### Text for analysis
Anti-Terrorism Legislation and its Implementation

  6.11  A complete overhaul (even repeal) of all Anti-terrorism legislation (2000 and 2001), to re-incorporate respect to human rights and basic legal rights into the legislation and powers. Restore all human rights and due legal process (the right of habeus corpus) under the anti-terrorism legislation—including:

    (i)  Everyone must be treated as innocent until proven guilty.

    (ii)  Public accountability and justification for arrest and detention and prosecution.

    (iii)  No detention without charge.

    (iv)  Right to information and evidence.

    (v)  Right to a fair trial.

  6.12  Annual monitoring and review of all actions taken under the legislation and their impact on social cohesion and the actual protection of citizens against "real terrorists".

  6.13  A Race impact assessment should be undertaken in widespread consultation with all interested parties and communities, including race equality councils, community and religious organisations locally and nationally.

  6.14  Definition of "terrorism" and what constitutes "terrorist links" too broad—is confusing, unhelpful, can be misused and misrepresented to suit a different purpose. Should be narrowed specifically to include need for accountability, for evidence and justification of proscription of groups. Even the British government would fit into the current definition!

  6.15  Repeal all bans on proscribed (banned) organisations where there is not public accountability and independent evidence to do so (not just on the order of individuals, political parties or governments).

  6.16  Need for statutory code of practice on implementation of Acts and exercising of powers.

  6.17  The above code to include best practice in execution of police powers—this should include ethnic and religious monitoring of all stop and search, arrests, detentions and outcomes of CPS processes, detailed cultural/religious awareness training for officers.

  6.18  Religious discrimination legislation to be implemented and extended to all public services, including the police and specific justification given in execution of police powers in terrorism measures.

[Saved entries]
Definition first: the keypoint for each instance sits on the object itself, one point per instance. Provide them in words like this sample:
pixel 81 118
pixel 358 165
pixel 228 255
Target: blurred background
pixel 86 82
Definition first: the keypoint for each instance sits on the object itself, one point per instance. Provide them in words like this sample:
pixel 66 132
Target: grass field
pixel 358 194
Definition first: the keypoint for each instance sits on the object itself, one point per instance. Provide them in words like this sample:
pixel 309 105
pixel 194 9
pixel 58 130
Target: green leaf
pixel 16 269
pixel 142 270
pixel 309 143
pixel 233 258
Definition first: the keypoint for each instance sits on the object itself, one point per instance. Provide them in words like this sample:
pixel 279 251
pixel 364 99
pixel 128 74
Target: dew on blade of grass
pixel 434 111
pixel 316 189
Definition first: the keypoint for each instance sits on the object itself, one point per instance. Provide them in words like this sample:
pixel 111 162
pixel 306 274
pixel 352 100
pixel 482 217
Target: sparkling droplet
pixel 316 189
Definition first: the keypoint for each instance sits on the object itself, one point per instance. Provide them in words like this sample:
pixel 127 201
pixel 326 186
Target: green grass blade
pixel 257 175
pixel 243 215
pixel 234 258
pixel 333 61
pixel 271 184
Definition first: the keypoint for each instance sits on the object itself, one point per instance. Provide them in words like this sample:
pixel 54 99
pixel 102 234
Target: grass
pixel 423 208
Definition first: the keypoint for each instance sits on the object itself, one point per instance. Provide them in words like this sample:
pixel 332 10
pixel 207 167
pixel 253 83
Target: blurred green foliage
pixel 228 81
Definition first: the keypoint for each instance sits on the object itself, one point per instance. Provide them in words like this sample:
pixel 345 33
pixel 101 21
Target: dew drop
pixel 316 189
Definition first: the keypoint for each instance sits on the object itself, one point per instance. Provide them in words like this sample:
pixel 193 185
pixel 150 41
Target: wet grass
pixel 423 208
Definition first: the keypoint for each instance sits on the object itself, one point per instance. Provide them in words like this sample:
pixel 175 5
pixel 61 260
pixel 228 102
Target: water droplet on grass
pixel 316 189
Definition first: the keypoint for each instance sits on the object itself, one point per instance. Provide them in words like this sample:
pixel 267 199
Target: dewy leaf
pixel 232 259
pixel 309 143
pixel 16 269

### Brief 1
According to the text on anti-terrorism legislation, what should be monitored and reviewed every year?
### Brief 2
Summarize the text on anti-terrorism legislation in two sentences.

### Problem solution 1
All actions taken under the legislation, along with their impact on social cohesion and on the actual protection of citizens against "real terrorists."

### Problem solution 2
The text calls for a complete overhaul, or even repeal, of the 2000 and 2001 anti-terrorism legislation to restore human rights and due legal process, including the presumption of innocence, no detention without charge, and the right to a fair trial. It also proposes annual review of actions taken under the legislation, a race impact assessment, a narrower definition of terrorism, repeal of bans on organizations that lack public accountability and independent evidence, a statutory code of practice with ethnic and religious monitoring of police powers, and religious discrimination legislation extended to all public services.